Data supplied section start

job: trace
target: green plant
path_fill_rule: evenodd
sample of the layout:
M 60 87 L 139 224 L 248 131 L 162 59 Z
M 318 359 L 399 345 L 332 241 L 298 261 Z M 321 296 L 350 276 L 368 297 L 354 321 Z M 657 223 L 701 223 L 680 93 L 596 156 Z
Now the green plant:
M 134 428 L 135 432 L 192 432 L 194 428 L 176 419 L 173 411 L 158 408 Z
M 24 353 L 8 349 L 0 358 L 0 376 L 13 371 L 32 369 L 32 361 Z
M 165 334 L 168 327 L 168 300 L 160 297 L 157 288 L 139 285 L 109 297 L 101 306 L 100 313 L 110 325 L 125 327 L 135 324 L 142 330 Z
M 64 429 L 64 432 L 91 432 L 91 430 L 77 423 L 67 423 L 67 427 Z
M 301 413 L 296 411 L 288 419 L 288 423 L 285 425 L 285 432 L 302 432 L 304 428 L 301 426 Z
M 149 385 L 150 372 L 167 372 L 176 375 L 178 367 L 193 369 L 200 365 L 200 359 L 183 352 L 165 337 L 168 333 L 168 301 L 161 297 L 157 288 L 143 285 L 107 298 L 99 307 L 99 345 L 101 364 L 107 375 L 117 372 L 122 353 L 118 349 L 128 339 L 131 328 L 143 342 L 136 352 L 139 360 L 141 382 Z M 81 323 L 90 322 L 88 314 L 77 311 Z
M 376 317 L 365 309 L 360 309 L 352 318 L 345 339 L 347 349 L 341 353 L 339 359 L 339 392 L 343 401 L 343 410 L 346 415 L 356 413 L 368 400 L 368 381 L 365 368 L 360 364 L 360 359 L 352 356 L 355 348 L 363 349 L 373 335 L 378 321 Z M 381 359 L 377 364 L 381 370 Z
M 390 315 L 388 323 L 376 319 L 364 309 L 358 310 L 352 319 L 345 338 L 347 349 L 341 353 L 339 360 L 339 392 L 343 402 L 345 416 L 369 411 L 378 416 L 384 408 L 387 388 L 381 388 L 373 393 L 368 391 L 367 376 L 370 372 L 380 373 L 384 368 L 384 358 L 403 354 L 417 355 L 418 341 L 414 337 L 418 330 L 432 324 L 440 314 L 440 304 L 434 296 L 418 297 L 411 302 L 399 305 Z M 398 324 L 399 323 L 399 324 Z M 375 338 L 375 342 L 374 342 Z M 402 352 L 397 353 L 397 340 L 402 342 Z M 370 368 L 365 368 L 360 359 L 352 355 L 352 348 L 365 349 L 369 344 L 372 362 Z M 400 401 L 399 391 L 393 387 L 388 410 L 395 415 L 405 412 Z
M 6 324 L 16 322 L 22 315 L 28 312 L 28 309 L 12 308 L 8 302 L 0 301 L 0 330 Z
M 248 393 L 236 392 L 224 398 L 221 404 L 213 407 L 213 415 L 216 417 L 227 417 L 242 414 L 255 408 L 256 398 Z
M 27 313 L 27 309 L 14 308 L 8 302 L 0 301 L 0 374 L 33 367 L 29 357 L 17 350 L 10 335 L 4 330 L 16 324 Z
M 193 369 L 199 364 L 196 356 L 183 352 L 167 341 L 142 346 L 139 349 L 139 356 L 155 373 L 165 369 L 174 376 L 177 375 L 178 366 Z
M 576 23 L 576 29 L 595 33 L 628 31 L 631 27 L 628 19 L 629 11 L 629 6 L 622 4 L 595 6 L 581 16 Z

Data supplied section end

- Task item
In full and without change, transcribe the entries.

- Result of the task
job: trace
target: green plant
path_fill_rule: evenodd
sample of the layout:
M 60 87 L 139 224 L 248 131 L 162 59 Z
M 318 359 L 399 345 L 332 241 L 298 261 Z M 321 296 L 350 276 L 368 297 L 354 321 Z M 657 223 L 701 223 L 680 93 L 596 156 Z
Now the green plant:
M 134 428 L 135 432 L 192 432 L 194 428 L 176 419 L 173 411 L 158 408 Z
M 24 353 L 8 349 L 0 358 L 0 376 L 13 371 L 32 369 L 32 361 Z
M 165 334 L 168 327 L 168 300 L 160 297 L 157 288 L 139 285 L 109 297 L 101 306 L 100 313 L 110 325 L 125 327 L 135 324 L 142 330 Z
M 64 429 L 64 432 L 91 432 L 91 430 L 77 423 L 67 423 L 67 427 Z
M 301 413 L 296 411 L 288 419 L 288 423 L 285 425 L 285 432 L 302 432 L 304 428 L 301 426 Z
M 149 385 L 150 372 L 167 372 L 176 375 L 178 367 L 193 369 L 200 365 L 200 359 L 183 352 L 165 337 L 168 333 L 168 301 L 161 297 L 157 288 L 143 285 L 107 298 L 99 307 L 99 345 L 101 364 L 107 375 L 117 372 L 122 353 L 118 349 L 128 339 L 131 328 L 143 342 L 136 352 L 139 360 L 141 382 Z M 81 323 L 90 322 L 88 314 L 77 311 Z
M 376 317 L 365 309 L 360 309 L 352 318 L 345 339 L 347 349 L 341 353 L 339 359 L 339 392 L 343 401 L 343 410 L 346 415 L 356 413 L 368 400 L 368 381 L 365 368 L 360 364 L 360 359 L 352 356 L 355 348 L 363 349 L 373 335 L 378 321 Z M 381 359 L 377 364 L 381 370 Z
M 390 315 L 388 323 L 376 319 L 364 309 L 358 310 L 352 319 L 345 338 L 347 349 L 341 353 L 339 360 L 339 392 L 343 402 L 345 416 L 369 411 L 378 416 L 384 408 L 387 388 L 381 388 L 373 393 L 368 391 L 367 376 L 370 372 L 380 373 L 384 368 L 384 358 L 403 354 L 417 355 L 418 341 L 414 337 L 418 330 L 432 324 L 440 314 L 440 304 L 434 296 L 418 297 L 411 302 L 399 305 Z M 398 324 L 399 323 L 399 324 Z M 375 338 L 375 342 L 374 342 Z M 402 352 L 397 353 L 397 340 L 402 342 Z M 370 368 L 365 368 L 360 359 L 352 355 L 352 348 L 365 349 L 369 344 L 372 362 Z M 400 401 L 399 391 L 393 387 L 388 410 L 395 415 L 405 412 Z
M 6 324 L 16 322 L 22 315 L 28 312 L 28 309 L 12 308 L 8 302 L 0 301 L 0 330 Z
M 248 393 L 236 392 L 224 398 L 221 404 L 213 407 L 213 415 L 216 417 L 227 417 L 242 414 L 255 408 L 256 398 Z
M 27 313 L 27 309 L 14 308 L 8 302 L 0 301 L 0 374 L 33 367 L 29 357 L 17 350 L 10 335 L 4 330 L 16 324 Z
M 193 369 L 199 364 L 196 356 L 183 352 L 167 341 L 142 346 L 139 349 L 139 356 L 155 373 L 165 369 L 174 376 L 177 375 L 178 366 Z
M 576 23 L 576 29 L 595 33 L 628 31 L 631 27 L 628 19 L 629 11 L 629 6 L 622 4 L 595 6 L 581 16 Z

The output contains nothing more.